[Task prompt] Set out exactly, and with nothing added, the line containing "Target: black bottle cap" and every line after it through the final line of the data.

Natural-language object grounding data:

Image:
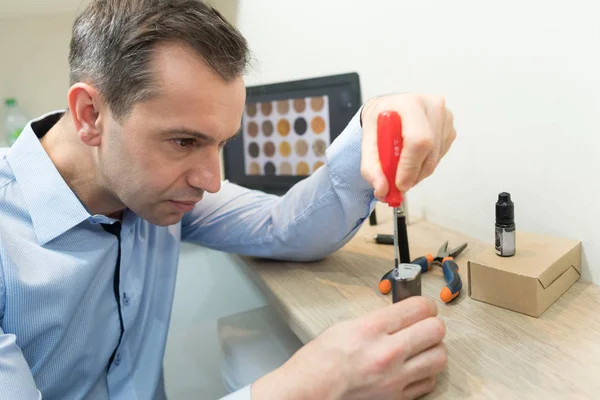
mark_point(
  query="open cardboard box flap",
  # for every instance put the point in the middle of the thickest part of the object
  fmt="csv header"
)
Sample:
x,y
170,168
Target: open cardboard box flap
x,y
541,270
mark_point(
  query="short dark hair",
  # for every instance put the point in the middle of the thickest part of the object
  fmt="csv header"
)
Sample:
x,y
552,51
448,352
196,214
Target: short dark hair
x,y
112,42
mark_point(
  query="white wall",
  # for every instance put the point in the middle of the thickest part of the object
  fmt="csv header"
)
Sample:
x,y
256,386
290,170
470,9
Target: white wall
x,y
522,77
34,66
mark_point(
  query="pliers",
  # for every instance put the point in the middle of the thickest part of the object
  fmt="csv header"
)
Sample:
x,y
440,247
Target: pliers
x,y
445,258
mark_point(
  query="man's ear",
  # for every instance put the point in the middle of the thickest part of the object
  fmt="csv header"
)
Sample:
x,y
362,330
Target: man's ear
x,y
87,111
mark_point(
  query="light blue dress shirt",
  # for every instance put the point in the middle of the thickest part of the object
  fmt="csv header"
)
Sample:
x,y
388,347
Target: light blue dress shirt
x,y
71,328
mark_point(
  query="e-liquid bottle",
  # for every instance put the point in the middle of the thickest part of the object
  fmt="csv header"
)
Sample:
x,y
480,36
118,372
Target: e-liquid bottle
x,y
505,226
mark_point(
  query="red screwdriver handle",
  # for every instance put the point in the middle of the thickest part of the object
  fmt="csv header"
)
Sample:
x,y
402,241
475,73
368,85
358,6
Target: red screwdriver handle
x,y
389,145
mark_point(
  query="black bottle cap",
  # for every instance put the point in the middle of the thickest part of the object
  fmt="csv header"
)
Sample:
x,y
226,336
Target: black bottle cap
x,y
505,209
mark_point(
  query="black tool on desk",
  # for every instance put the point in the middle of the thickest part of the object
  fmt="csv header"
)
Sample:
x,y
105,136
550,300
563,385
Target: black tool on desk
x,y
445,258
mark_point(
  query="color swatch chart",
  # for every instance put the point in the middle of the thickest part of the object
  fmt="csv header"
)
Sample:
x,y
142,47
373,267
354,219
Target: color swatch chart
x,y
286,137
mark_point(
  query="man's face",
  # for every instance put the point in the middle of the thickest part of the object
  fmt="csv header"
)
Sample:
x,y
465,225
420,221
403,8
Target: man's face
x,y
166,153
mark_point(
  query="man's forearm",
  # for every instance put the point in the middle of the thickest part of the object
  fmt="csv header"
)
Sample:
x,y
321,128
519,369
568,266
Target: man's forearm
x,y
316,217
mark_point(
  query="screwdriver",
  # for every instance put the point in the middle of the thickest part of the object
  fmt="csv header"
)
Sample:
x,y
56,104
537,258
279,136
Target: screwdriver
x,y
389,146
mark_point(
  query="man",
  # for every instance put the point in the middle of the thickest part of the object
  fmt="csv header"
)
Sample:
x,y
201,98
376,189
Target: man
x,y
95,200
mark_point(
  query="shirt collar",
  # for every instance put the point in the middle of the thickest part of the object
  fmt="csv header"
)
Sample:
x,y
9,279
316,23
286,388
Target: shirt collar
x,y
53,206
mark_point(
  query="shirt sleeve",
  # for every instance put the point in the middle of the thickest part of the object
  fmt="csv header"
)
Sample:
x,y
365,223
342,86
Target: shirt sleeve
x,y
242,394
316,217
16,380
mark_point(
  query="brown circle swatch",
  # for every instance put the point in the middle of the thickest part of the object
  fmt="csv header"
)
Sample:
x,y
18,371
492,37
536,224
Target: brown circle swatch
x,y
301,147
266,108
317,103
253,150
283,106
317,125
251,109
285,168
270,168
283,127
269,149
319,147
267,128
299,105
285,149
302,168
254,169
252,129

[The answer]
Target: black bottle cap
x,y
505,209
mark_point(
  query="black tool on desk",
  # for every instance put the point in the middle of the thickest part of the object
  fmt="csv header"
)
Sample:
x,y
105,136
550,300
563,385
Target: black tool on desk
x,y
445,258
mark_point(
  query="color swatch chart",
  # for every instance put the point in the middle of the thickest part of the object
  fmt="csv header"
)
Sample:
x,y
142,47
373,267
354,219
Target: color swatch chart
x,y
286,137
mark_point(
  query="man's face",
  # for every instance put the point in the middle of the thickest part of the object
  fmt="csv header"
)
Sample:
x,y
465,225
420,221
403,8
Target: man's face
x,y
166,153
mark_point(
  query="man's forearm",
  # for every instance put the point in the middle of the thickest part of the object
  fmt="csv header"
)
Sample:
x,y
321,128
519,369
568,266
Target: man's forearm
x,y
316,217
mark_point(
  query="screwdriver",
  # for every instance put the point in the middle of the thickest part of the object
  fmt="csv header"
)
Sample:
x,y
56,104
537,258
279,136
Target: screwdriver
x,y
389,146
mark_point(
  query="man",
  # for every instance put the point in the middle of the thickest part of the object
  fmt="csv header"
)
Sample:
x,y
201,98
376,189
Target: man
x,y
95,200
mark_point(
  query="shirt collar",
  # for every instance put the point in the middle of the thickest part of the object
  fmt="csv header"
)
Sample:
x,y
9,279
316,23
286,388
Target: shirt collar
x,y
53,206
mark_point(
  query="shirt sleeve",
  # for every instance put the point in the middle of the thickest part of the object
  fmt="csv header"
)
Sample:
x,y
365,223
342,86
Target: shirt sleeve
x,y
242,394
316,217
16,380
mark_point(
  query="brown circle swatch",
  # for every instance put the point in the middle of the thickest part of the object
  fmt="csv header"
)
Sample:
x,y
18,371
492,37
536,224
Target: brown circle swatch
x,y
301,147
266,108
317,103
253,150
283,106
317,125
251,109
285,168
270,168
283,127
269,149
319,147
267,128
299,105
285,149
302,168
254,169
252,129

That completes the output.